◆ **Coordinate annotation entries**:
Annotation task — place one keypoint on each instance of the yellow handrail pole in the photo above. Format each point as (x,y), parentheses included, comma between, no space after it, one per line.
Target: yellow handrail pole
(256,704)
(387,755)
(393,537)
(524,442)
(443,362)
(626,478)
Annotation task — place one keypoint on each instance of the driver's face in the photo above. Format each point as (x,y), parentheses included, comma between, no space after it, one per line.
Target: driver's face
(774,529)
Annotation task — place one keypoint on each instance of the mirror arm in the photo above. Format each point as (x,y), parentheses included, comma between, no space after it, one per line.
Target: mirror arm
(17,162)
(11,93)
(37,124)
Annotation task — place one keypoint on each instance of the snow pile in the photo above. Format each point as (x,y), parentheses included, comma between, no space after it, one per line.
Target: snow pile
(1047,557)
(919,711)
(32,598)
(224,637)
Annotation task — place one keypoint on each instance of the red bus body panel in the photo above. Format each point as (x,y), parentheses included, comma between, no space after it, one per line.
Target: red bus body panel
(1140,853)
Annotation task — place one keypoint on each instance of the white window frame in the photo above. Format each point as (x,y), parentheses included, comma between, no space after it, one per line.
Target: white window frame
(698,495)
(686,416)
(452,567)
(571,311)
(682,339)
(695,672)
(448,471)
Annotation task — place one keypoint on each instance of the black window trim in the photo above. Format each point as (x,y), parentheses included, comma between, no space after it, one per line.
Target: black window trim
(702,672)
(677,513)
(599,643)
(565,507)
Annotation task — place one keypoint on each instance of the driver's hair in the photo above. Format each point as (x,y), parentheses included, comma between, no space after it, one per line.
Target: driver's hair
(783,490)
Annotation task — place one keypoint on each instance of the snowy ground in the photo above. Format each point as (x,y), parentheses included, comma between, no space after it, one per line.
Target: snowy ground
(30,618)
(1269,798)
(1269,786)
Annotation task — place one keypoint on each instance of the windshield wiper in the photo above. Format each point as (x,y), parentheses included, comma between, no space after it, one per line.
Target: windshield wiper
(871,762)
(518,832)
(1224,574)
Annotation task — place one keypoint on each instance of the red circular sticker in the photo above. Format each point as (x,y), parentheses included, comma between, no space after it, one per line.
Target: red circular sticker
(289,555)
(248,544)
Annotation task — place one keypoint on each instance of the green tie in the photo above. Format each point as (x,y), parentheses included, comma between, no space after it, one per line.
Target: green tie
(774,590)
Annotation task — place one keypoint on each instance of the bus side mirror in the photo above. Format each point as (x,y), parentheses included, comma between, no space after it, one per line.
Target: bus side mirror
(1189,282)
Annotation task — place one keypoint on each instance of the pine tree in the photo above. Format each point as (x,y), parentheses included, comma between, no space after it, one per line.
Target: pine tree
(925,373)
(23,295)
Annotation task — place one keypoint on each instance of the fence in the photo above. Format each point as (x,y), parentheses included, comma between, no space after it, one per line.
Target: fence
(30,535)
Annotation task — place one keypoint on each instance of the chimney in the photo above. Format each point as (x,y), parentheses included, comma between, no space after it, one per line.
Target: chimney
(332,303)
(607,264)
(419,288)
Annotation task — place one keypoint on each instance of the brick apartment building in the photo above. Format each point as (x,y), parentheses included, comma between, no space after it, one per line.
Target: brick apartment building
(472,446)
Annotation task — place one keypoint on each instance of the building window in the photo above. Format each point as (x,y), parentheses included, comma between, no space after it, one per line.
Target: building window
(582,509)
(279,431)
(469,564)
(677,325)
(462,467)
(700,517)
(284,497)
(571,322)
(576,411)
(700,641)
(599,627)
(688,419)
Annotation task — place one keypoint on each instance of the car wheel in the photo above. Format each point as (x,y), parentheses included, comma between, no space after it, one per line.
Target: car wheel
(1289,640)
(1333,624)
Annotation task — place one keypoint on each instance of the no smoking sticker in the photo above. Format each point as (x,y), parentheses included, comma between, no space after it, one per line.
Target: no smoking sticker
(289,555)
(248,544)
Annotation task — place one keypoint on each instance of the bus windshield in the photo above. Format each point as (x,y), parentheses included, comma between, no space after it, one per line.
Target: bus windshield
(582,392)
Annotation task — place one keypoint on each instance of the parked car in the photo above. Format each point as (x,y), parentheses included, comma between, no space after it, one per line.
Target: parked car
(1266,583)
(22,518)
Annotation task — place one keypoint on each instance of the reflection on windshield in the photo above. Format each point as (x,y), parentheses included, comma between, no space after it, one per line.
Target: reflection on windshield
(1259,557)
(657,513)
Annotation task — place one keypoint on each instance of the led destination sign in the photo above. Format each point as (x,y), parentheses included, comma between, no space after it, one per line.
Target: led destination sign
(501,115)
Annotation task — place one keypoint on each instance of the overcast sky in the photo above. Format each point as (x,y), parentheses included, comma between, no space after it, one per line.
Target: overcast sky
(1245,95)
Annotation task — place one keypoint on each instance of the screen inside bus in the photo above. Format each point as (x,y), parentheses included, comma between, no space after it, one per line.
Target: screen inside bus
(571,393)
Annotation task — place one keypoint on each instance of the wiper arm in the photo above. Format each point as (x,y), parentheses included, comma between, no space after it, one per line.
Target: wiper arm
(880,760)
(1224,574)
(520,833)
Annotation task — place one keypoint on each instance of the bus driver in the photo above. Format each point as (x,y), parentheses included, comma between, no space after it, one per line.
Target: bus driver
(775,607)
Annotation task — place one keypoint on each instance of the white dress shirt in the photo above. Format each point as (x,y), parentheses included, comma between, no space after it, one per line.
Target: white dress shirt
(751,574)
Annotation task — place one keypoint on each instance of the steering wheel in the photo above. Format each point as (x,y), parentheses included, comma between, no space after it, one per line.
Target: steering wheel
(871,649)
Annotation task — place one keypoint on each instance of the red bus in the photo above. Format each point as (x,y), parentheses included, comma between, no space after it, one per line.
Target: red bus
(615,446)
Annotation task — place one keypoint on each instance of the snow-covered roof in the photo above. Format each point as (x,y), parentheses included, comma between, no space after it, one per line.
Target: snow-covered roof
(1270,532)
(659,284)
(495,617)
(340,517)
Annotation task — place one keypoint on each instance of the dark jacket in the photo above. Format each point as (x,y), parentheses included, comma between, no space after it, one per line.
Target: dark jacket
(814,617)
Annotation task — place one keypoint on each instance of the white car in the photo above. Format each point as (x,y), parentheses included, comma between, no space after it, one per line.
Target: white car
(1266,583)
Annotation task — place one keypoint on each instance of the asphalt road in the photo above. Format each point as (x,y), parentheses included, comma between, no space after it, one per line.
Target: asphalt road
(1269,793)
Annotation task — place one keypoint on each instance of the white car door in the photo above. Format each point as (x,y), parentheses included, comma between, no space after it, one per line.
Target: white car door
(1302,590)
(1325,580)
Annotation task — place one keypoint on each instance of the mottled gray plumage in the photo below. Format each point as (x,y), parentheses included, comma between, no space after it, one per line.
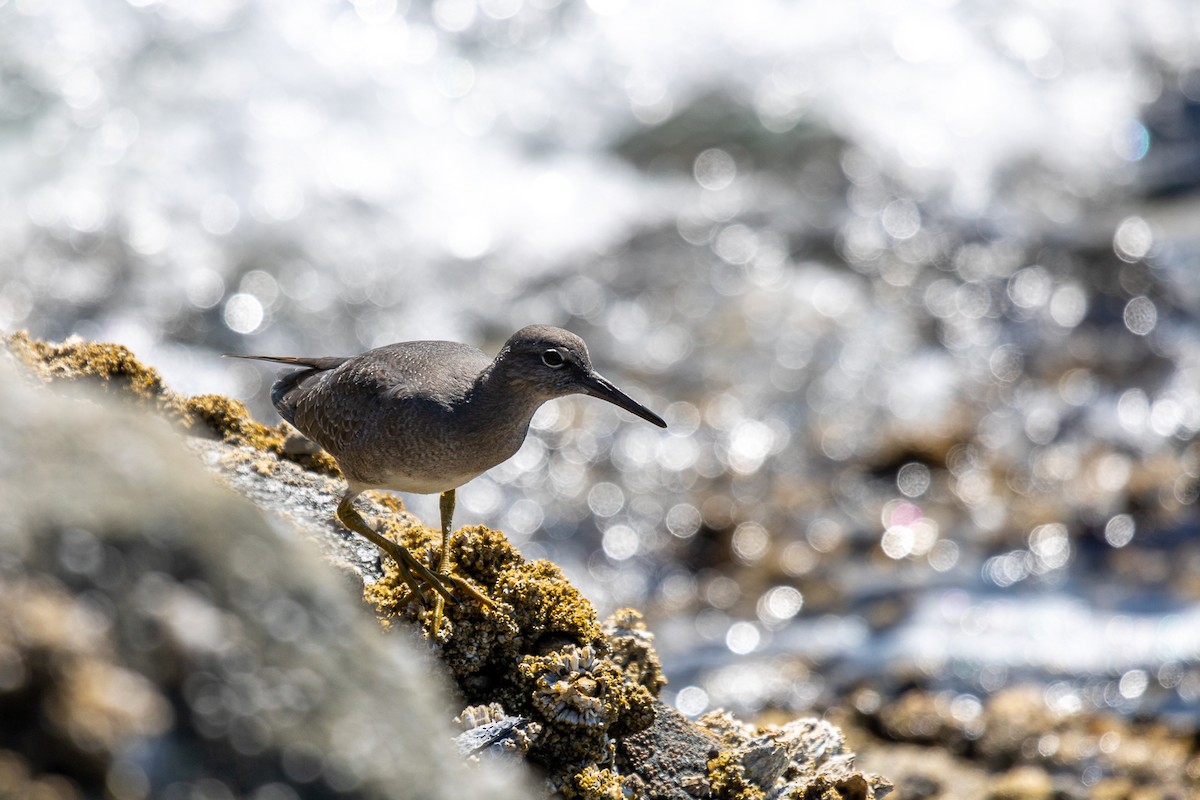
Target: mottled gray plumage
(429,416)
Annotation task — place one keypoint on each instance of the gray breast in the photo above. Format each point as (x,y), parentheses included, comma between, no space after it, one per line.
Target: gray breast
(407,416)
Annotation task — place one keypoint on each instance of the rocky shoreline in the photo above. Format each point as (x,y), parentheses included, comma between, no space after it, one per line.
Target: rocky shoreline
(540,675)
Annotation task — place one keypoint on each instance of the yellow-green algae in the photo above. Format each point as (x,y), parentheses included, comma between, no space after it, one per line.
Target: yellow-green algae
(595,783)
(496,654)
(117,371)
(540,651)
(727,779)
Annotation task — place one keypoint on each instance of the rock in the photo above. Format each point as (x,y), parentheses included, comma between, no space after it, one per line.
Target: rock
(157,631)
(261,654)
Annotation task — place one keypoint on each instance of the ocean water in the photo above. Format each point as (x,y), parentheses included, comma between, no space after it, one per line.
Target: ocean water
(916,287)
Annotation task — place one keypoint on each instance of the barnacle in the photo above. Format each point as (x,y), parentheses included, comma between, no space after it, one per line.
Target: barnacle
(474,716)
(570,690)
(633,649)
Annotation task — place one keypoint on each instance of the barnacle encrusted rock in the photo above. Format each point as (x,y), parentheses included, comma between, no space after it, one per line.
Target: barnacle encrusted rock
(804,758)
(489,731)
(118,373)
(633,649)
(577,696)
(573,686)
(540,651)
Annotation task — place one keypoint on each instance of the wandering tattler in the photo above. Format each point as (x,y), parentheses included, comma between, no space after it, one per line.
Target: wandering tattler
(429,416)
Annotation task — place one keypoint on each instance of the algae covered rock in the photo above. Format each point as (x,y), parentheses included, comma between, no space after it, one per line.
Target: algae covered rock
(253,662)
(157,631)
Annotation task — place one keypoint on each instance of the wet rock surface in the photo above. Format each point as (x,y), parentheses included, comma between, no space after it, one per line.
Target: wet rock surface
(221,647)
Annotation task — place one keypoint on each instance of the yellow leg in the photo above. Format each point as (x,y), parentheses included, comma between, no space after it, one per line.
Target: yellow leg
(411,569)
(447,507)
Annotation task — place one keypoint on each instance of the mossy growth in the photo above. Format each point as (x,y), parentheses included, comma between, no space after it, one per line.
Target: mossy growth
(595,783)
(113,367)
(118,372)
(727,779)
(540,651)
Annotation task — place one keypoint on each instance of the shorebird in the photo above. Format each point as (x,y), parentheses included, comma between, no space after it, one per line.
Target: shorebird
(426,417)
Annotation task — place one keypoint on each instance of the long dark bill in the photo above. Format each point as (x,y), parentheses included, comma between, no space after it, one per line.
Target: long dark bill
(599,386)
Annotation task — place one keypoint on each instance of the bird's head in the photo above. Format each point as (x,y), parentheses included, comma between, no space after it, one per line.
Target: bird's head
(555,362)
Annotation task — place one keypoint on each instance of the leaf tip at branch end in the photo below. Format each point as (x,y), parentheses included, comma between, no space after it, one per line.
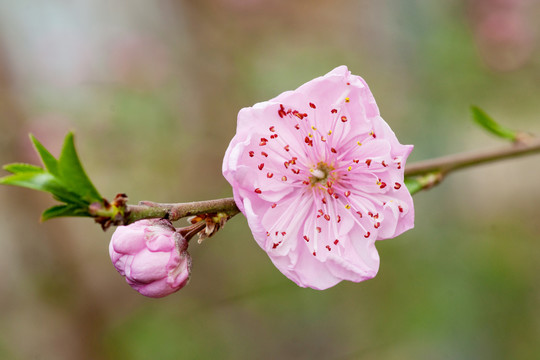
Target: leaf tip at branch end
(488,123)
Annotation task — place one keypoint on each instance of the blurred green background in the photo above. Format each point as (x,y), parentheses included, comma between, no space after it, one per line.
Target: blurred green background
(152,89)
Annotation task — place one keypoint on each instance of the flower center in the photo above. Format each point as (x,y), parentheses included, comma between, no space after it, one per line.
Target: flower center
(321,174)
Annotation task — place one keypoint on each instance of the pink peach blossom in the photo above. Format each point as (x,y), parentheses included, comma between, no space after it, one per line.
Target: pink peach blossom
(319,176)
(152,257)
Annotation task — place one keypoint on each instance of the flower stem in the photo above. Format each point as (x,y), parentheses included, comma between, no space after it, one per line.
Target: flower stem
(447,164)
(432,172)
(173,212)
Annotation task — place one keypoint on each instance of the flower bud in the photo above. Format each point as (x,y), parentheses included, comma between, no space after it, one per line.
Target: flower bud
(152,257)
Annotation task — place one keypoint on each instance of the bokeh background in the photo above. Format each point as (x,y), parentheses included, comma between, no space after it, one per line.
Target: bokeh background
(152,89)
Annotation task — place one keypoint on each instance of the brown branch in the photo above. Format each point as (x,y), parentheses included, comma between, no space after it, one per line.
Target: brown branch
(447,164)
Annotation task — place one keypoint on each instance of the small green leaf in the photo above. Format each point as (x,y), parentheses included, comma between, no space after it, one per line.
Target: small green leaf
(63,210)
(19,168)
(487,122)
(49,161)
(413,185)
(72,173)
(42,181)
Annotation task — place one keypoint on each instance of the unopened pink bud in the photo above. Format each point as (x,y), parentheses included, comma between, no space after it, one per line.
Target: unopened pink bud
(152,257)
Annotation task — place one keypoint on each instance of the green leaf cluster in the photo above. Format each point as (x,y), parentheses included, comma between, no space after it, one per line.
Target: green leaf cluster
(64,178)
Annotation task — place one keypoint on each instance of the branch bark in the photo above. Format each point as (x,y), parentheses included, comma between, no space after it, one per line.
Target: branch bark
(433,170)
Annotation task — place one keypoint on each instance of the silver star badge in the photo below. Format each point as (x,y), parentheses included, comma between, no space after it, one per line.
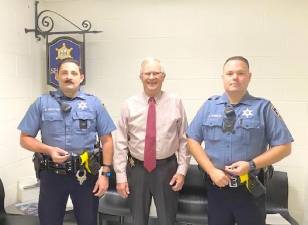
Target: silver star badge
(82,105)
(247,113)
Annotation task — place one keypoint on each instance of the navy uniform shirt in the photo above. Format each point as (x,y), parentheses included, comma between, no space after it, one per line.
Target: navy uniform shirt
(72,131)
(258,125)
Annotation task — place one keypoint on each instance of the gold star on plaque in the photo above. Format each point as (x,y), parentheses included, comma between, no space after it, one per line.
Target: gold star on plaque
(64,52)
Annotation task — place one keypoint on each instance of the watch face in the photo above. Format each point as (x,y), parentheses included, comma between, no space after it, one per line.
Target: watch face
(252,166)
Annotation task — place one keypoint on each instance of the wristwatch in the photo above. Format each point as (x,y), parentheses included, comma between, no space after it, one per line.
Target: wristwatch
(107,174)
(252,166)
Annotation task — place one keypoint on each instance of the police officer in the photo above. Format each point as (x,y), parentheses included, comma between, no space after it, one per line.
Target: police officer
(242,134)
(69,121)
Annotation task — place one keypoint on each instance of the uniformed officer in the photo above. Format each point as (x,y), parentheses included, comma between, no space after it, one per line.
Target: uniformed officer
(241,134)
(69,121)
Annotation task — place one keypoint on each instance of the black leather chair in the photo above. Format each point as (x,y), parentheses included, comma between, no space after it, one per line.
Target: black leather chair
(193,204)
(12,219)
(277,196)
(112,207)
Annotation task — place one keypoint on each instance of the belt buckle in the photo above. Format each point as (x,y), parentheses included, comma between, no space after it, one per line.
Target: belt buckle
(233,182)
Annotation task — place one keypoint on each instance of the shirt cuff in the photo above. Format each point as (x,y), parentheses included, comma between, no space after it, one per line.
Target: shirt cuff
(121,177)
(182,169)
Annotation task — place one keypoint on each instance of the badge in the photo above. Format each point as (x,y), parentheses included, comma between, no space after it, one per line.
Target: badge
(247,113)
(82,105)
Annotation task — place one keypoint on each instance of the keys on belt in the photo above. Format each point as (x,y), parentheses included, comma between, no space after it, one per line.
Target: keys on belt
(236,181)
(233,182)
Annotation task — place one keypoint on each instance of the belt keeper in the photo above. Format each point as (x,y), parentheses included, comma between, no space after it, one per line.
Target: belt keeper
(106,165)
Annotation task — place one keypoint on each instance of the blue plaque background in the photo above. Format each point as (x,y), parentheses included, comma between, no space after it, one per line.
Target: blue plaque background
(77,53)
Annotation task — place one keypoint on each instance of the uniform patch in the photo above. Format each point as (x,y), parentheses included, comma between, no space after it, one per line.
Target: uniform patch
(83,124)
(276,112)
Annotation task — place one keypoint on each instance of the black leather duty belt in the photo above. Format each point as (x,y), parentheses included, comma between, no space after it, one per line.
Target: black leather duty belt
(132,161)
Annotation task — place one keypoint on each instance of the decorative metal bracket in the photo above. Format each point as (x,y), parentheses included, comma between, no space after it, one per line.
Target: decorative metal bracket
(44,25)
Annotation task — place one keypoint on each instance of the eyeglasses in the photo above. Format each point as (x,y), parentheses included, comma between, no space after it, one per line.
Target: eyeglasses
(155,74)
(229,119)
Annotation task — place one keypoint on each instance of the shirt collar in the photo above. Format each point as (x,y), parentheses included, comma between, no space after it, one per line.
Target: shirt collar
(246,100)
(80,94)
(157,97)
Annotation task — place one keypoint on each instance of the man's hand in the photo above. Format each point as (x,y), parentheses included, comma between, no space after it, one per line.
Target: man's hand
(101,186)
(177,182)
(123,189)
(219,177)
(238,168)
(58,155)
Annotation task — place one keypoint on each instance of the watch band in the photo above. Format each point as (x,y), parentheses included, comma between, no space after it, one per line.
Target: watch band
(106,165)
(107,174)
(252,166)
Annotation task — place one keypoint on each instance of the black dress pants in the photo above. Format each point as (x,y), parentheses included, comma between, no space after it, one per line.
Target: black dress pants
(143,185)
(54,192)
(227,206)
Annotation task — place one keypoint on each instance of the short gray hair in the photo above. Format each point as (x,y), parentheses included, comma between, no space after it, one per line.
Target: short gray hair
(151,60)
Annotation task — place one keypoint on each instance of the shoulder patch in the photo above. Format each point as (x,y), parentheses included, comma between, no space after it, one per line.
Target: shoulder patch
(275,112)
(215,97)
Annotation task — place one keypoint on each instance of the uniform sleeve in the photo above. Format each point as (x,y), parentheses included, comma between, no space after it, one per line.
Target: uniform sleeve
(31,122)
(277,132)
(194,130)
(105,124)
(183,154)
(121,146)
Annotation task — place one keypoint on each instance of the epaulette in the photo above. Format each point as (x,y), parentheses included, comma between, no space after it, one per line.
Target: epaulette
(214,97)
(88,94)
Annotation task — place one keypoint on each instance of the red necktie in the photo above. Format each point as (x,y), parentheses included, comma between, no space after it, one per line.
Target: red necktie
(150,138)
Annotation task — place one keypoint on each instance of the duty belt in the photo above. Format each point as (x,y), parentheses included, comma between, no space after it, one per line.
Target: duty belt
(132,161)
(78,164)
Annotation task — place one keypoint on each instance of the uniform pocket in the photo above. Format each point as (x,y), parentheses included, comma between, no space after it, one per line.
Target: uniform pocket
(83,121)
(212,128)
(249,129)
(52,122)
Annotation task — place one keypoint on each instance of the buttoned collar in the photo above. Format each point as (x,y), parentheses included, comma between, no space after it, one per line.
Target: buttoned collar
(157,97)
(246,100)
(80,95)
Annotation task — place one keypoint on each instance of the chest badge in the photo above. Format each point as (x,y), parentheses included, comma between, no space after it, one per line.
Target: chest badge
(82,105)
(247,113)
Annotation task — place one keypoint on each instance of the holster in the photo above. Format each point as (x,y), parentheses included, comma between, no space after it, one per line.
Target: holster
(95,161)
(255,187)
(38,162)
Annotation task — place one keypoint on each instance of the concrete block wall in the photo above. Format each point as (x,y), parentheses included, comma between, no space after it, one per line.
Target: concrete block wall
(192,38)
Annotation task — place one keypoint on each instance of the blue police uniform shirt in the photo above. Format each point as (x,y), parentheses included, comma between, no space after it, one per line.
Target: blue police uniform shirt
(73,131)
(257,126)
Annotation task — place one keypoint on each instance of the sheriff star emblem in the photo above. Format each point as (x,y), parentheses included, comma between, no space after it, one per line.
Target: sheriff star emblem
(247,113)
(82,105)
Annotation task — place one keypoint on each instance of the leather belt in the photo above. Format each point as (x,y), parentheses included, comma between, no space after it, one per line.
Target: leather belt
(132,161)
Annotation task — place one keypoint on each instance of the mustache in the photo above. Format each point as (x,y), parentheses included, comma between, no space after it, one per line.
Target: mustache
(68,81)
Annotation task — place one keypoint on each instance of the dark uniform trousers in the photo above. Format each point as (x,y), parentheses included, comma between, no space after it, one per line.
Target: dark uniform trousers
(227,206)
(143,185)
(54,192)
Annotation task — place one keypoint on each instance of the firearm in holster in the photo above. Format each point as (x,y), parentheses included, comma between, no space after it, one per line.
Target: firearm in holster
(90,161)
(256,183)
(38,162)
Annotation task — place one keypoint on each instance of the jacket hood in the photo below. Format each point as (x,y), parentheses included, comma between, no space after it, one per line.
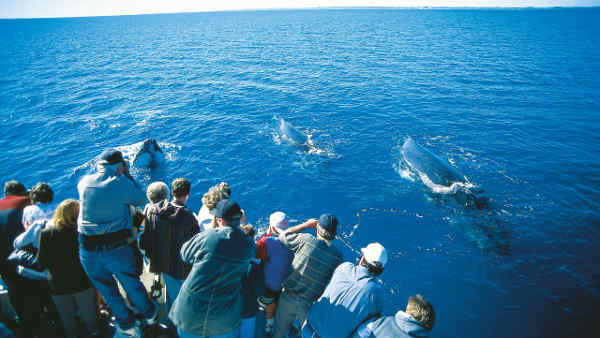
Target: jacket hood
(110,169)
(410,325)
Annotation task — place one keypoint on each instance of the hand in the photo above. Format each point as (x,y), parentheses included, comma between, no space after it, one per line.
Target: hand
(243,218)
(312,223)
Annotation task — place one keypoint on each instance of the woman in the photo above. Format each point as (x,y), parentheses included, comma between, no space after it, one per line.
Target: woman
(216,193)
(70,287)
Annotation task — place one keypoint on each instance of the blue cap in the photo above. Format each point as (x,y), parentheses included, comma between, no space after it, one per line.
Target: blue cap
(111,156)
(328,224)
(227,210)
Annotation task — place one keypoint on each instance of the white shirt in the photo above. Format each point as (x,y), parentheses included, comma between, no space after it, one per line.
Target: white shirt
(36,212)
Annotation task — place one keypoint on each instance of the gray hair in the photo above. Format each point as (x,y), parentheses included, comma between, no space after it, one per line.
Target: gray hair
(157,191)
(216,193)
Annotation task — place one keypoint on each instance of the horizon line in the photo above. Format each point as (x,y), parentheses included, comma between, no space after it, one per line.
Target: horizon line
(307,8)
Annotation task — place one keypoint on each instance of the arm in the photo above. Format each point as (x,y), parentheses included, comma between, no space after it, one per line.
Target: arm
(43,250)
(31,236)
(292,239)
(132,193)
(190,249)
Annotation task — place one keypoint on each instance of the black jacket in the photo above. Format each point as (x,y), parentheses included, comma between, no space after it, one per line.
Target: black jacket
(167,225)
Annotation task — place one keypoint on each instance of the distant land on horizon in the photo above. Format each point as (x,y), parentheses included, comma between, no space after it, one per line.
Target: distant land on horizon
(321,8)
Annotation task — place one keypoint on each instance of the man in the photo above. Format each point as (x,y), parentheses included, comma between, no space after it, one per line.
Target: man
(417,321)
(11,211)
(210,302)
(277,259)
(167,226)
(352,296)
(314,262)
(106,242)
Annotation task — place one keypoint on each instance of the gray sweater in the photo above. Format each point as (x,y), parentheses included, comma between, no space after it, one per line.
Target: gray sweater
(105,199)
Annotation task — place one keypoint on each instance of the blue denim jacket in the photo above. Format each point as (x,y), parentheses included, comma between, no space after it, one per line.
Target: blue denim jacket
(351,297)
(210,302)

◆ **What you are asked to do**:
Render as a JSON list of strings, one string per line and omitting blank lines, the stretch of rows from the line containing "of the distant" through the end of the rows.

◆ **Worked answer**:
[
  "Annotation task — place one keypoint on each instance of the distant land on horizon in the photo above. Format each point as (x,y), parentheses included, comma between, no space after it, one per line.",
  "Target: distant land on horizon",
  "(321,8)",
  "Annotation task — place one keypoint on each instance of the man in the photo above. Format each point as (x,y), parentheses included, comma between, no space after it, one per line.",
  "Target: man",
  "(417,321)",
  "(11,211)",
  "(210,302)",
  "(277,259)",
  "(167,226)",
  "(352,296)",
  "(314,262)",
  "(106,242)",
  "Annotation task — place one keypoint on each instance of the gray sweater in the photo above. Format each point as (x,y), parentheses included, comma between, no space after it, one per line.",
  "Target: gray sweater",
  "(105,199)",
  "Annotation task — place one keypoint on each instance of the blue denim jacket in the photo above. Format each point as (x,y), parentheses included, comma between, no space after it, one per line.",
  "Target: blue denim jacket",
  "(351,297)",
  "(210,302)"
]